• [What is needed] The lines to be copied are those below that contain "pile".

• [Data section]

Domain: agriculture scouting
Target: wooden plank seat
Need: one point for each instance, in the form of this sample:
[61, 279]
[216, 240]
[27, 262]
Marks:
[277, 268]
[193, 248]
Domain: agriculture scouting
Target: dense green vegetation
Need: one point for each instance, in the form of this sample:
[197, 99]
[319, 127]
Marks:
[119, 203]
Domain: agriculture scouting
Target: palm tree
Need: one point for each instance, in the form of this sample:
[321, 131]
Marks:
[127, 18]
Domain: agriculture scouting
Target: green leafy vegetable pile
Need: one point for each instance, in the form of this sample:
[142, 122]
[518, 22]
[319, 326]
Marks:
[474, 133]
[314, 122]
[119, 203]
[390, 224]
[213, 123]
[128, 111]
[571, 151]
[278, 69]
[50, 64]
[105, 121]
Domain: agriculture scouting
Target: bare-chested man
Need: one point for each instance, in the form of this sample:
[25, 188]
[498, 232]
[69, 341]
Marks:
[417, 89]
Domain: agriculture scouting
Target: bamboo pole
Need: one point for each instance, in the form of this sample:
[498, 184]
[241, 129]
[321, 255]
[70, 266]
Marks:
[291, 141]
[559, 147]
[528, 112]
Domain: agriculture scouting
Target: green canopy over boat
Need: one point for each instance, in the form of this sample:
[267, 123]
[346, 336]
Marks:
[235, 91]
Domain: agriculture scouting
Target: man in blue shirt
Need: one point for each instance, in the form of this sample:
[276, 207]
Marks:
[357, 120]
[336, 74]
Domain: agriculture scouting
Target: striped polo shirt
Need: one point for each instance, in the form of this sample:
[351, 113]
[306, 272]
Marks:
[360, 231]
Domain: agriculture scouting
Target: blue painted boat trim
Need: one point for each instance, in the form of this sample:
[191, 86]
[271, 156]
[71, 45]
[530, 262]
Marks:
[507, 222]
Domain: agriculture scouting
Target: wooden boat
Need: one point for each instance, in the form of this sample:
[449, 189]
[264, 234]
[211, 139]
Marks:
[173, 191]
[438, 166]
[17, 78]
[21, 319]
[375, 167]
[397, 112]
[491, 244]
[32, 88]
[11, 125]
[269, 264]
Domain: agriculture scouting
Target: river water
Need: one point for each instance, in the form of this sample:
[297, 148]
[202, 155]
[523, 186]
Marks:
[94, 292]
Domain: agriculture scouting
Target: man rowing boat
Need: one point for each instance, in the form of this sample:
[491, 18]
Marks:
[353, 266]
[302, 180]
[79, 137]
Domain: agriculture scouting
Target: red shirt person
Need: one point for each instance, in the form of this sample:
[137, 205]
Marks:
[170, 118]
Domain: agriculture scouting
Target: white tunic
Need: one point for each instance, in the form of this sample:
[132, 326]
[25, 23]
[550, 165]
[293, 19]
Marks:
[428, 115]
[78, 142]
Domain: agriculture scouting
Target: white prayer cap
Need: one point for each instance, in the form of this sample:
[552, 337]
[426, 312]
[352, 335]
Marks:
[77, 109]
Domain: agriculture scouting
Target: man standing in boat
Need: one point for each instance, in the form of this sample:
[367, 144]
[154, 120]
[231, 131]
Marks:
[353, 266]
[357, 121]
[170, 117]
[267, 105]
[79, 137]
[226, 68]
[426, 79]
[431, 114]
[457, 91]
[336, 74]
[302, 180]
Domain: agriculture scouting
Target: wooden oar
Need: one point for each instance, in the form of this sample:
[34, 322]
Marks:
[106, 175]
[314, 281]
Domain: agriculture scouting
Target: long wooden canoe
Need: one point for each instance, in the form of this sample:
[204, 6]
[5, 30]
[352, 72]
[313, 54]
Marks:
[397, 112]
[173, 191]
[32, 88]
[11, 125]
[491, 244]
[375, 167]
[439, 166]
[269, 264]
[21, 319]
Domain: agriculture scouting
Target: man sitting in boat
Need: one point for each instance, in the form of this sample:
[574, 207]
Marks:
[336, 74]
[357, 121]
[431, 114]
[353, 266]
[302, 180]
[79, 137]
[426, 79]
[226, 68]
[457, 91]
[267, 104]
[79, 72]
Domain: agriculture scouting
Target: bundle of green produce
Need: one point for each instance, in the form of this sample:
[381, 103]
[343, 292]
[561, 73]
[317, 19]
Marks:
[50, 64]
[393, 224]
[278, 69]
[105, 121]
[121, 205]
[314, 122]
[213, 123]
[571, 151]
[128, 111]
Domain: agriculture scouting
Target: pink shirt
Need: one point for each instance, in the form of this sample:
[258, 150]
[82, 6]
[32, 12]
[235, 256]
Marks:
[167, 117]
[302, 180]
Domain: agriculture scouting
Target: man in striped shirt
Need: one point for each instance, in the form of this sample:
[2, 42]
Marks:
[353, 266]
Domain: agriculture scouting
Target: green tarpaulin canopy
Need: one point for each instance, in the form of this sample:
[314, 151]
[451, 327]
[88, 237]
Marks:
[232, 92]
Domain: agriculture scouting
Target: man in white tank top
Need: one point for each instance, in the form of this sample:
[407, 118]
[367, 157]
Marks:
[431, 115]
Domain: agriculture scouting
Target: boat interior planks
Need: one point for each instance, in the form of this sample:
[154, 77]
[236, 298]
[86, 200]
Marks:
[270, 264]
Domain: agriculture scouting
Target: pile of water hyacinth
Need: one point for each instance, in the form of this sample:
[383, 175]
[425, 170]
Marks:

• [Result]
Target: green leafy vegetable pile
Target: pile of water hyacinth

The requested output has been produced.